Predigt von Nuntius Eterovic am Fest der Heiligen Familie

Apostolische Nuntiatur, 26. Dezember 2021

(1 Sam 1,20-22.24-28; Ps 84; 1 Joh 3,1-2.21-24; Lk 2,41-52)

Berlin, 26. Dezember 2021

Fest der Heiligen Familie

„Wusstet ihr nicht, dass ich in dem sein muss, was meinem Vater gehört?“ (Lk 2,49).

Liebe Brüder und Schwestern!

Am Sonntag nach dem Weihnachtsfest feiert die Kirche das Fest der Heiligen Familie von Jesus, Maria und Josef, das in diesem Jahr mit dem Fest des Protomärtyrers Stephanus zusammenfällt. Offen für den Heiligen Geist und im Bewußtsein der eben gehörten biblischen Lesungen verweilen wir bei der Betrachtung und im Gebet bei dem Thema der menschlichen Familie (I), insbesondere im Licht des Evangeliums Jesu Christi (II). Wir gedenken auch der zahlreichen Blutzeugen, die nach dem Beispiel des Heiligen Stephanus mit ihrem Leben Zeugnis für ihren Glauben an den Herrn Jesus gegeben haben, der für uns und für unser Heil geboren worden ist (III).

§ **Arbeitsauftrag**
• a. Beantworten Sie anhand der Predigt jede Frage knapp:
(i) In welcher Stadt wurde die Predigt gehalten?
(ii) Mit welchem Fest fällt das Fest der Heiligen Familie in diesem Jahr zusammen?
(iii) Welche Bibelstelle wird für das Zitat zu Beginn angegeben?
• b. Schreiben Sie aus der Predigt den Abschnitt von „(1 Sam 1,20-22.24-28;“ bis „Brüder und Schwestern!“ wortgetreu ab.
Die Datensätze stehen für sich und haben mit der Predigt nichts zu tun.

§ **Datensätze**
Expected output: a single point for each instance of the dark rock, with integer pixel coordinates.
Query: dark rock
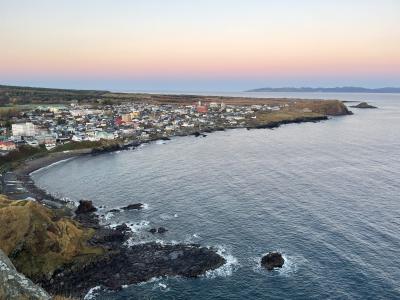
(85, 207)
(122, 228)
(272, 260)
(196, 134)
(363, 105)
(110, 238)
(162, 230)
(133, 265)
(133, 206)
(14, 285)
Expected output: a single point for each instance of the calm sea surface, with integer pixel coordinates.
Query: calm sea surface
(326, 195)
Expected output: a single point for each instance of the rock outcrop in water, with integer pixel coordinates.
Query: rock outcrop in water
(85, 206)
(364, 105)
(136, 264)
(133, 206)
(68, 259)
(14, 285)
(272, 260)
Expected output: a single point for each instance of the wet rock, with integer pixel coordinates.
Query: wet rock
(14, 285)
(133, 206)
(85, 207)
(196, 134)
(162, 230)
(136, 264)
(363, 105)
(272, 260)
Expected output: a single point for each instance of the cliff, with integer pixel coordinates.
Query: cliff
(39, 240)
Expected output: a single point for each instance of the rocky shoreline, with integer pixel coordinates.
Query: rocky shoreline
(122, 265)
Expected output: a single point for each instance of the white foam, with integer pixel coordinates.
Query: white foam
(227, 269)
(108, 216)
(289, 268)
(51, 165)
(151, 280)
(93, 293)
(138, 226)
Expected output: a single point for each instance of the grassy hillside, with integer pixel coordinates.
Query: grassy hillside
(39, 240)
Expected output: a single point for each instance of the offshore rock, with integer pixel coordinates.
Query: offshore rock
(162, 230)
(85, 207)
(136, 264)
(14, 285)
(133, 206)
(364, 105)
(272, 260)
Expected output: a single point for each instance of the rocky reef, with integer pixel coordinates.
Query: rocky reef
(68, 256)
(363, 105)
(14, 285)
(272, 260)
(136, 264)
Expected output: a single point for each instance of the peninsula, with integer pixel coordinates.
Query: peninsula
(346, 89)
(69, 251)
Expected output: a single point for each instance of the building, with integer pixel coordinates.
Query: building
(7, 146)
(126, 118)
(23, 129)
(203, 109)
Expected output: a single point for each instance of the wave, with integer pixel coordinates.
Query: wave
(288, 269)
(227, 269)
(93, 293)
(51, 165)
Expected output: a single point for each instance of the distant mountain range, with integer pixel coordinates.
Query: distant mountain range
(346, 89)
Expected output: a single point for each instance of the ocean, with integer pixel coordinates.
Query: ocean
(327, 195)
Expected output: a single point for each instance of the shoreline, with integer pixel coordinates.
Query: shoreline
(78, 280)
(24, 171)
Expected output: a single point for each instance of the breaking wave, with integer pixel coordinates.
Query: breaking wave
(227, 269)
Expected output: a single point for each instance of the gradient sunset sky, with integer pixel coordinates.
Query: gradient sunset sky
(203, 45)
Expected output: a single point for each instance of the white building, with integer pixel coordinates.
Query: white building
(23, 129)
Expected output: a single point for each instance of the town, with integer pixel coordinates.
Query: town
(52, 125)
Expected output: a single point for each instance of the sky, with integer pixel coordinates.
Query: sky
(203, 45)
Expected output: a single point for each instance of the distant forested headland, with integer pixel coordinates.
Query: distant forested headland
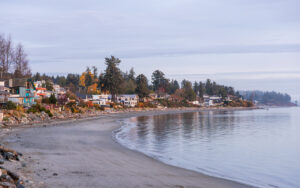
(268, 98)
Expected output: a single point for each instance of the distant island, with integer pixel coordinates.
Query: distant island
(268, 98)
(30, 98)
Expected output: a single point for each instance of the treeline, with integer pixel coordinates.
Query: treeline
(114, 81)
(13, 60)
(268, 98)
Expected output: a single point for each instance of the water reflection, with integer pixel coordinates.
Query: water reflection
(258, 147)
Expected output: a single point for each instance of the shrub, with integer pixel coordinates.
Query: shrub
(45, 100)
(11, 105)
(38, 108)
(52, 99)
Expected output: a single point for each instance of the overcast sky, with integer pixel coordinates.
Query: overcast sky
(256, 41)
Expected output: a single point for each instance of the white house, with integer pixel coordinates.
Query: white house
(102, 99)
(128, 100)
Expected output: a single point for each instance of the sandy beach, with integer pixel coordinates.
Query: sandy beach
(84, 154)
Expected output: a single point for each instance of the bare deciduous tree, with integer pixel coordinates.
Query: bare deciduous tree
(21, 63)
(13, 60)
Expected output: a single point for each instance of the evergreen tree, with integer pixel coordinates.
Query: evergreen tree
(113, 79)
(142, 86)
(52, 99)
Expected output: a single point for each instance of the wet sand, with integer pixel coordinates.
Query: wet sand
(84, 154)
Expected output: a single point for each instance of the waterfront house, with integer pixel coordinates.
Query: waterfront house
(3, 93)
(128, 100)
(102, 100)
(22, 96)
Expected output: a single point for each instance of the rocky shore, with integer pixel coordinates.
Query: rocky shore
(9, 179)
(14, 121)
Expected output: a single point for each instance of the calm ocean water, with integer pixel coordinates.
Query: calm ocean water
(256, 147)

§ **Lösungen**
• a.
(i) In Berlin.
(ii) Mit dem Fest des Protomärtyrers Stephanus.
(iii) Lk 2,49.

• b.
(1 Sam 1,20-22.24-28; Ps 84; 1 Joh 3,1-2.21-24; Lk 2,41-52)

Berlin, 26. Dezember 2021

Fest der Heiligen Familie

„Wusstet ihr nicht, dass ich in dem sein muss, was meinem Vater gehört?“ (Lk 2,49).

Liebe Brüder und Schwestern!